DOCUMENT EXTRACT:
A mysterious past, a grand destiny - can one simple diner waitress save the galaxy?
Mini is a diner waitress in a space bar. She has a flouncy skirt, a holopin, and a pretty little apron. She also, apparently, has a mysterious alien past; a past that comes knocking on her door in the form of a tiny red creature called Od. According to Od, Mini is all that stands between the galaxy and an invasion by terrible, soul-sucking creatures from the in-between dimensions. As Mini's galactic experience to-date revolves around serving drinks and picking up after customers, she finds that very unlikely.
The only problem is that Od is right. So Mini reaches for the closest thing at hand – which just so happens to be a frying pan – and gives saving the galaxy a go. She isn't alone, however; she's caught the eye of a rather handsome Galactic Military Commander, and he isn't going to take his eyes off her until he knows exactly what's going on.
The Betwixt Book One is the first installment in the complete two-part action-packed space opera sure to please fans of Odette C. Bell's A Plain Jane.

SUPPLIED MATERIAL:
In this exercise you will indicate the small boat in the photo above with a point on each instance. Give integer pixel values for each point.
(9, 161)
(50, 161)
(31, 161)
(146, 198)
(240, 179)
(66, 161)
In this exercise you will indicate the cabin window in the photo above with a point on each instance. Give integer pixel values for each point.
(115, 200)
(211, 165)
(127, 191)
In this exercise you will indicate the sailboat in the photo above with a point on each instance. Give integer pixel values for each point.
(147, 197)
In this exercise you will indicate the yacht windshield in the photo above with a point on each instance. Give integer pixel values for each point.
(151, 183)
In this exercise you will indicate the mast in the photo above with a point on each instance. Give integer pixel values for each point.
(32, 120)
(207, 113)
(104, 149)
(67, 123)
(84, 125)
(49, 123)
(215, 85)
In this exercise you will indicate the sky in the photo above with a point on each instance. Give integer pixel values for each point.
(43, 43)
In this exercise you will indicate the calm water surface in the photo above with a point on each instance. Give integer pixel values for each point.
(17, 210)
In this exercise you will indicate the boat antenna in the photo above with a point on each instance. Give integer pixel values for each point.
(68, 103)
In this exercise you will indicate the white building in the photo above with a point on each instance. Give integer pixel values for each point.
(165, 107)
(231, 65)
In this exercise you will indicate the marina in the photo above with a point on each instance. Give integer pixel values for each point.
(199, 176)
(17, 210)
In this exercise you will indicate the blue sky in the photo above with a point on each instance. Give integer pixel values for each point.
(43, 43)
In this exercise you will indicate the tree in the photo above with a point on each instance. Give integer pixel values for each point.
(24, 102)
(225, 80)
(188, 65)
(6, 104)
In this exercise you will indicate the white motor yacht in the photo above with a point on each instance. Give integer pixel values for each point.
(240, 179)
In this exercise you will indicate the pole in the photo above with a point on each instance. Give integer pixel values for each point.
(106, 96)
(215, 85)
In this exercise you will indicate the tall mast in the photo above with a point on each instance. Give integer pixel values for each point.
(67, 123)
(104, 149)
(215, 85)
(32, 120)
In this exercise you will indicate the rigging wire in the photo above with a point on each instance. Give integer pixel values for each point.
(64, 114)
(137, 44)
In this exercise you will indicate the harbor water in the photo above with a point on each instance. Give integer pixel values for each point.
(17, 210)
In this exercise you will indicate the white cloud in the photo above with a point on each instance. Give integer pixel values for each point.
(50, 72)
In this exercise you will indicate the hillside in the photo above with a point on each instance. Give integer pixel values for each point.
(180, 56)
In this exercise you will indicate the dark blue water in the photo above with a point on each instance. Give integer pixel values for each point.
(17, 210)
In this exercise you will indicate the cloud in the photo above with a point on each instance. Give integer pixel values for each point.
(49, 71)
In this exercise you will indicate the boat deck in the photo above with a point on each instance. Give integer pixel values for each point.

WRITTEN EXERCISE A: In the book description, what object does Mini pick up when she tries to save the galaxy?
WRITTEN EXERCISE B: According to the book description, why does Mini doubt Od's claim that she is all that stands between the galaxy and an invasion?

FINAL ANSWER A: A frying pan.

FINAL ANSWER B: Mini finds the claim very unlikely because her galactic experience so far revolves around serving drinks and picking up after customers.